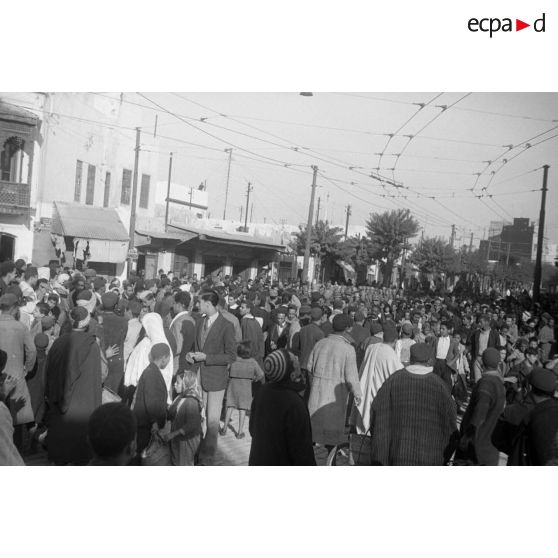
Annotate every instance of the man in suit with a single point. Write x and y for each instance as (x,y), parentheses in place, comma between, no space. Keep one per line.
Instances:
(215,350)
(279,334)
(483,338)
(446,352)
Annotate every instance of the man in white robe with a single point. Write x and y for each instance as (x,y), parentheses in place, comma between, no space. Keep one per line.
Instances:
(380,362)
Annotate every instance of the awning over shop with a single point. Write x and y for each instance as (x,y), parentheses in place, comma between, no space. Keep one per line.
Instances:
(96,230)
(13,113)
(159,238)
(224,238)
(86,221)
(348,268)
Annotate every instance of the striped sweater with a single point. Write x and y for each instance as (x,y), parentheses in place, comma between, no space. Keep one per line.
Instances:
(413,420)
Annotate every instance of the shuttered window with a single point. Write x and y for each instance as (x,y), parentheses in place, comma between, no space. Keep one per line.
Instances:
(144,193)
(126,187)
(79,173)
(90,191)
(106,197)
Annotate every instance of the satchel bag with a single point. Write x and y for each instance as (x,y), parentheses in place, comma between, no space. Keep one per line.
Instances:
(360,446)
(108,396)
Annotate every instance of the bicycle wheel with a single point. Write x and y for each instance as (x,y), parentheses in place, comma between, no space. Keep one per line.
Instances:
(339,456)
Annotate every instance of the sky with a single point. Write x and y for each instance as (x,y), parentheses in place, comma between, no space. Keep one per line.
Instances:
(452,158)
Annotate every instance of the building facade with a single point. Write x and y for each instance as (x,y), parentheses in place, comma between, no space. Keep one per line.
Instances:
(79,150)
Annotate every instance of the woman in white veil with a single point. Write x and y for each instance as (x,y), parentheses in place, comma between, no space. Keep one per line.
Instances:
(139,358)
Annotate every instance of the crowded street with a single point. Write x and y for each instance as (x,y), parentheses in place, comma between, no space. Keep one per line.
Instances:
(352,316)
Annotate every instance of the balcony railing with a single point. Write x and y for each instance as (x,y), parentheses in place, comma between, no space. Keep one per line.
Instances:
(17,196)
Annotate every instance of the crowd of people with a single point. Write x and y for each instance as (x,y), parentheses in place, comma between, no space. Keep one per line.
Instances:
(150,371)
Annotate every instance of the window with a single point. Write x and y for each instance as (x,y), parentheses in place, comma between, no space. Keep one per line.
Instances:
(79,172)
(144,193)
(126,186)
(90,191)
(103,268)
(14,162)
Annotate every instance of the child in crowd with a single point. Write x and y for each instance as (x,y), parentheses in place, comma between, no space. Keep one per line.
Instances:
(244,371)
(186,414)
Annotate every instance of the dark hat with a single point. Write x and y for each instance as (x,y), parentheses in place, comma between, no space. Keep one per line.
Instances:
(304,310)
(159,350)
(407,329)
(47,322)
(15,290)
(420,353)
(134,306)
(276,365)
(6,267)
(41,341)
(359,316)
(80,317)
(491,358)
(316,313)
(8,300)
(85,295)
(98,283)
(109,300)
(543,379)
(390,333)
(341,322)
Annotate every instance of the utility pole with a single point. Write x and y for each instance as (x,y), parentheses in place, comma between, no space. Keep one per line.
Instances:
(347,221)
(168,195)
(309,227)
(248,190)
(134,197)
(540,239)
(229,151)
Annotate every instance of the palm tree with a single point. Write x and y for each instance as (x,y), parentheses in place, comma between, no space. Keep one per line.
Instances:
(325,243)
(389,233)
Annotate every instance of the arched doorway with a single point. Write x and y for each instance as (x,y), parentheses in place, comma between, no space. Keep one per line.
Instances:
(7,247)
(14,161)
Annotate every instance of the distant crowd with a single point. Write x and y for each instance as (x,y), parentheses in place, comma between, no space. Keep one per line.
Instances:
(99,371)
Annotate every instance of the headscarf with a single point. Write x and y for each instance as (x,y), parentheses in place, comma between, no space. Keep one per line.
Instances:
(139,359)
(88,303)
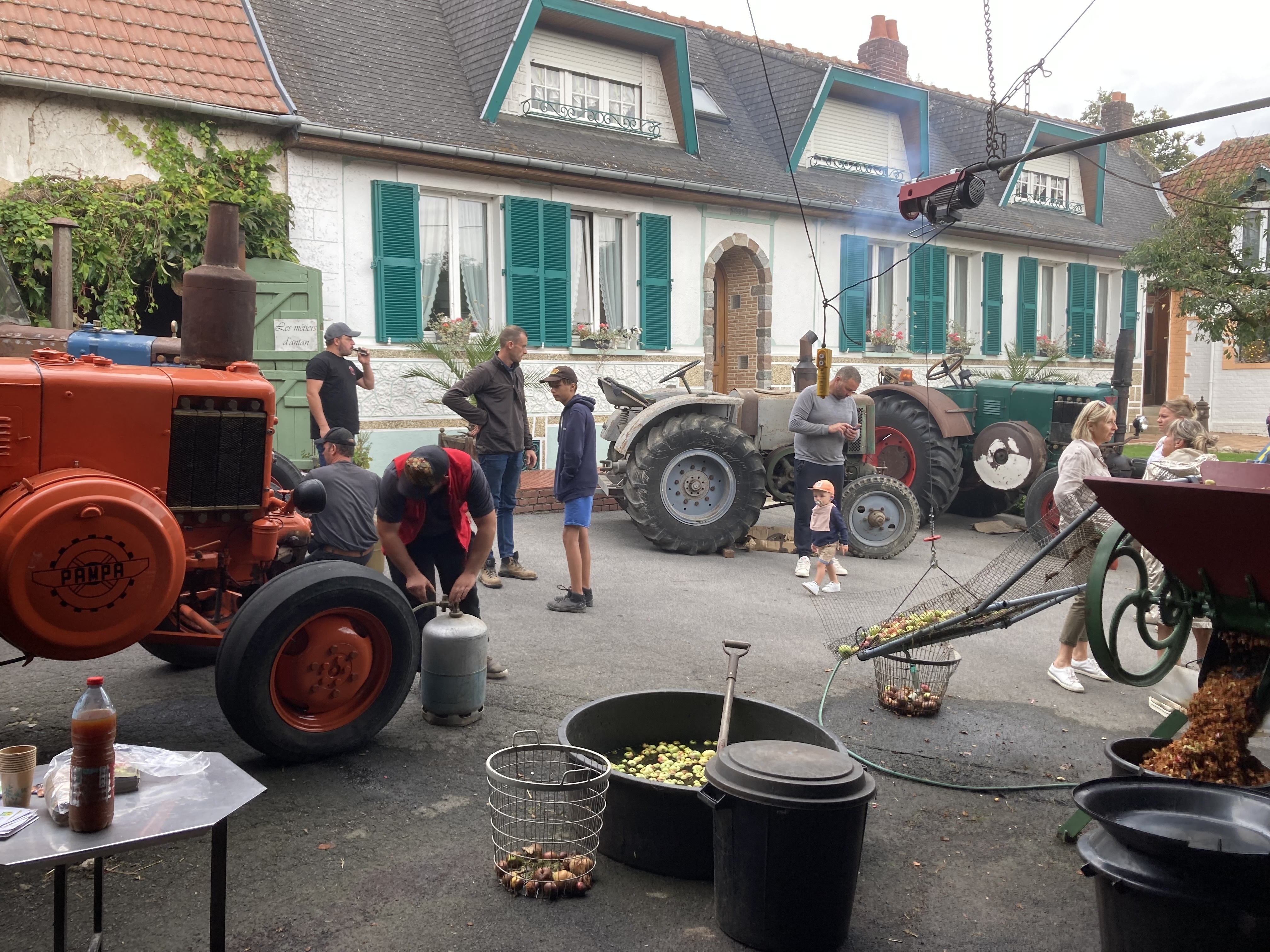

◆ Exercise goal ◆
Repeat all of the rows above word for word, leaving out the pictures.

◆ Expected output ◆
Annotate every instance of the man in suit with a single point. Write x and y for each instance as (x,y), parentheses in place, comma between, no space. Keep one per line.
Instances:
(215,350)
(279,334)
(483,338)
(446,352)
Annotate every instance of the man in white robe with a single point. Write x and y for each instance as (x,y), parentheses in place, comma between, no space. Keep one per line.
Instances:
(380,362)
Annotate every instance of the awning over shop with a single point. Write x and y for each instance as (x,y), parentheses in place, comma between, no space. Keep one per line.
Instances:
(96,230)
(13,113)
(159,238)
(224,238)
(86,221)
(348,268)
Annotate every instance of the striped sweater with a single point. Write x and y for each instance as (x,y), parentheses in place, comma between, no space. Keep one per line.
Instances:
(413,420)
Annotate every instance of the shuttered window with a single point. Write x and y for each instance as (x,y), parentheses in place, comma between, no space. Keep one per line.
Instances:
(144,193)
(126,187)
(79,173)
(90,191)
(106,197)
Annotate every instance of the satchel bag with a single point. Write x and y for each instance as (x,y), parentheses in place, comma between, no space. Keep one per line.
Instances:
(360,446)
(108,396)
Annotate every instance of the bicycle wheel with a single point. Write x and y for each instance as (x,y), parentheses in place, comma between, no space. Keep one per line.
Instances:
(339,456)
Annotate every instance of the sky with a single point. Write x and y for each instance as (x,y), parentheses in place, comma between, no space. Keep one per line.
Instances:
(452,158)
Annotate every instance of the building facade with a single point. Write x and y for each instance as (x,y), parentheses in place, comma between, no space. Keep one per line.
Instances:
(79,150)
Annotate every instance of the woman in white veil with a single point. Write x and y for each instance as (x,y), parentheses in place, comma between, no space. Keep one per line.
Instances:
(139,358)
Annotate every instance of the crowded street with a single point. Write x and y for each instance as (x,y), parentheses in place, comma between, no space. Keep one per line.
Instances:
(352,316)
Annotate every instance of the balcony railing with a single point. Write x and y for each instance as (x,y), parentheses in place, comma between, no space. Keep one per line.
Instances:
(17,196)
Annotate every instance of the crowd of people with a single point. Write x and y for each instance as (x,y), parentheses in place, comma between, no space. Keep one per line.
Instances:
(150,371)
Annotate every instance of the window with a single point. Write x and y for each instance as (x,y), parentheses in place, comma between, no space. Keep one per line.
Instances:
(79,172)
(144,193)
(126,186)
(90,191)
(103,268)
(14,162)
Annotate every instance of the child in crowd with a single point. Write x and y for each instance as (x,y), parentheses in place, comma between, no space. Keep one per line.
Instances:
(244,371)
(186,414)
Annotate every instance of the dark hat with a single point. Write x and y for each instance as (x,y), parentheses in place, comma between, no space. Keep one per line.
Instances:
(304,310)
(159,350)
(407,329)
(47,322)
(15,290)
(420,353)
(134,306)
(276,365)
(6,267)
(41,341)
(359,316)
(80,317)
(491,358)
(316,313)
(8,300)
(85,295)
(98,283)
(109,300)
(543,379)
(390,333)
(341,322)
Annotate every instance of the utility pole with a single point. Write x and y for each instance as (x,y), parentheses in place, comma between, no space. Keep one per line.
Instances:
(347,221)
(168,195)
(309,227)
(248,190)
(134,197)
(540,239)
(229,151)
Annotate every instance of the palm tree with a single point. Write x and y for each instance as (x,y), parentheses in place, comma between, no space. Keep one per line.
Instances:
(325,243)
(389,233)
Annotate every instance of the arched doorway with a single point. Write x and y for each instance as (x,y), parentheses in place, comma between, no space. Keep one per line.
Instances:
(7,247)
(14,161)
Annotate every instance of the distant crowd with a single point. Write x and y for each instance as (x,y), parentheses in place, comma between, no space. Keep one per line.
Instances:
(99,371)
Annotate every instance of the headscarf with a single point. Write x and y for each instance as (x,y), parentheses in place, comma between, no space. Keep one per line.
Instances:
(139,359)
(88,303)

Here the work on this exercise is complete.